Coordinate annotation records
--- --- ---

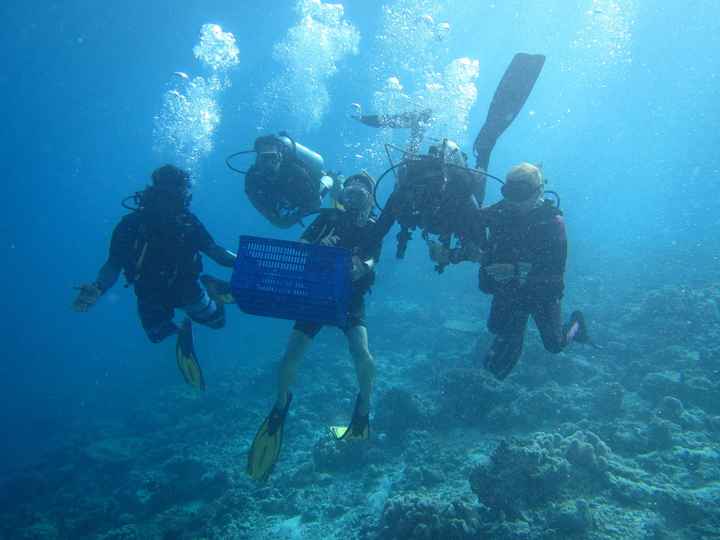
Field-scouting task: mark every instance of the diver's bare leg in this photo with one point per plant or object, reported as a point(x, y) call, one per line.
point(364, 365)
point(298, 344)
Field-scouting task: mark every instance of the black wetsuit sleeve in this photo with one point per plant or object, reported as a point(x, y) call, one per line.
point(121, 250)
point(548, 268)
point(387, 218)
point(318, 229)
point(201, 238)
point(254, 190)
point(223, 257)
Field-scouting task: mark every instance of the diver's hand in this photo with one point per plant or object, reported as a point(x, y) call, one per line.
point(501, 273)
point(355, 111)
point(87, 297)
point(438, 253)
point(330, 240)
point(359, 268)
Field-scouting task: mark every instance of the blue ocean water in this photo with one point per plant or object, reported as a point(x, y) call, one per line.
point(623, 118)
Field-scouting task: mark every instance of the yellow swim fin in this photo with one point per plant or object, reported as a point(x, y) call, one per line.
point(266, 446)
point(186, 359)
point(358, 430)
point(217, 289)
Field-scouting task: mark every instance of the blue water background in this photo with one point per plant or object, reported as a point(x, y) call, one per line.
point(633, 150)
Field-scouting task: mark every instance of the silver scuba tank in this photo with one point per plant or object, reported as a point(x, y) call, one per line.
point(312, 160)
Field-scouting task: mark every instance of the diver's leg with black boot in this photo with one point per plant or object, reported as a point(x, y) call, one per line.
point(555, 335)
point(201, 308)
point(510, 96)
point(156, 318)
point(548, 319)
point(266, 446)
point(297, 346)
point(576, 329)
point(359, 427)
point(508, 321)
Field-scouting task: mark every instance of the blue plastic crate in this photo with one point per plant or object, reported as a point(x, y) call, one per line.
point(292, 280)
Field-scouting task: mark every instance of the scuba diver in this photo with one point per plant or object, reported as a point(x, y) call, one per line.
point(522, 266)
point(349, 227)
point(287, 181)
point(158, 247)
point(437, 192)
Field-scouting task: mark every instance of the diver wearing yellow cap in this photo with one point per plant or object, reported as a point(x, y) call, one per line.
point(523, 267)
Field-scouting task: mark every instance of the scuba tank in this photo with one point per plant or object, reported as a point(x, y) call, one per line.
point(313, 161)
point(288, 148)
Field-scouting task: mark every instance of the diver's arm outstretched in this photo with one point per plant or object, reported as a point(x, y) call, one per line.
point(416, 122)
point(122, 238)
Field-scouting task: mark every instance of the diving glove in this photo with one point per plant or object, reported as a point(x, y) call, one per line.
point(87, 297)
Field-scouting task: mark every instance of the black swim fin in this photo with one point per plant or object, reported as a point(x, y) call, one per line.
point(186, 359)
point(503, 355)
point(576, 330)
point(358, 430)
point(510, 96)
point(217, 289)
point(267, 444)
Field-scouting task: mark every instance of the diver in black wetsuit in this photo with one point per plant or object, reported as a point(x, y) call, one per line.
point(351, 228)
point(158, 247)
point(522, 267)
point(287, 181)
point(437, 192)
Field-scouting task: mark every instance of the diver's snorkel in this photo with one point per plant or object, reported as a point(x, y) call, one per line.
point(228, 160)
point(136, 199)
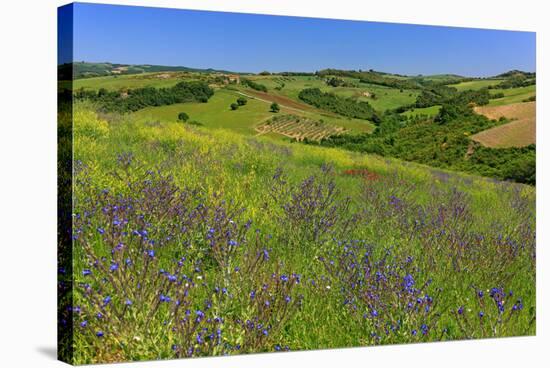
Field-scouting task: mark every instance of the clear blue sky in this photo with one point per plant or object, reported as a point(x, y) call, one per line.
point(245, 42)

--- --- ---

- **Exercise brief**
Can you recast all the records above as a two-column CSV with the headers input and output? Give one row per record, with its text and its answer each in a single quoted field, line breaks turned into spaces, and the pictures left out.

- **Solution for this problem**
input,output
"Field-scouting task: mark every instance of the diver's bare leg in this photo with one point per plant or object, reported as a point(x, y) call, one per line.","point(364, 365) point(298, 344)"
"Field-scouting task: mark every instance of the black wetsuit sleeve in this photo with one point per plant or object, reported as a point(x, y) call, one per line.","point(121, 250) point(548, 268) point(387, 218) point(318, 229) point(201, 238) point(254, 190) point(223, 257)"
"Field-scouting task: mark every instance of the diver's hand in this photo with one point per plant or object, reported as a point(x, y) call, one per line.","point(501, 273) point(355, 111) point(87, 297) point(438, 253) point(330, 240) point(359, 268)"
"Field-scouting task: mark every instance of the blue ocean water in this photo with one point per plant or object, reported as a point(x, y) call, one per line.","point(623, 118)"
"Field-scouting task: mark every instance of the yellow swim fin in this photo with one point per plant or object, reported as a point(x, y) call, one per line.","point(266, 446) point(186, 359) point(358, 430) point(217, 289)"
"Field-scouting task: mark every instance of the blue water background in this photo with one point per plant or object, reported as a point(x, y) call, one per line.","point(633, 150)"
"Field-scouting task: mark every instance of the silver scuba tank in this photo with one point per plant or object, reported as a point(x, y) call, one per line.","point(312, 160)"
"Field-scouting task: mark every instance of the diver's leg with black boot in this photo with one point per plant or object, reported as a point(x, y) call, one per line.","point(555, 335) point(201, 308) point(510, 96) point(156, 318) point(548, 319) point(266, 446) point(297, 346) point(576, 329) point(359, 427) point(508, 321)"
"Field-scouting task: mark every instance of the blue plastic crate in this photo with one point per plant or object, reported as a point(x, y) call, one per line.","point(292, 280)"
"Field-scouting task: mark every instance of the scuba diver in this photo with one point per plant or object, reported as a point(x, y) call, one per line.","point(522, 266) point(349, 227) point(287, 181) point(158, 247) point(437, 192)"
"Field-scouting task: mark every instance of the diver wearing yellow cap in this photo with one point per plant or object, reported as a point(x, y) call, one per line.","point(523, 267)"
"Field-scouting task: mark every instance of the scuba tank in this photo with one point per plant or object, reported as a point(x, y) call, one per line.","point(313, 161) point(288, 148)"
"Field-scouting task: mark every instance of the diver's arm outstretched in this photo with one point per plant or object, reported as a point(x, y) call, one per line.","point(416, 122) point(122, 238)"
"Field-scouting task: mark every instance of the diving glove in this photo with one point per plant or object, reported as a point(x, y) call, one per line.","point(87, 297)"
"Field-scouting task: mark every instance of the black swim fin in this photo with one point per plant or object, reported as a point(x, y) call, one per line.","point(186, 359) point(503, 355) point(576, 330) point(358, 430) point(510, 96) point(217, 289) point(267, 444)"
"Field-scouting task: mark every instance of the diver in black wetsuit in this photo with one point per plant or object, reported as a point(x, y) call, one per line.","point(351, 228) point(158, 247) point(522, 267) point(287, 181) point(437, 192)"
"Field-scouting task: mark every instance of the diver's snorkel in this photo with one point per plant or object, reported as a point(x, y) call, one per line.","point(228, 160) point(136, 199)"
"Field-scouting task: mark every instance of the clear blue sky in this photo with one point per plant or object, reported as a point(x, y) call, one per line.","point(245, 42)"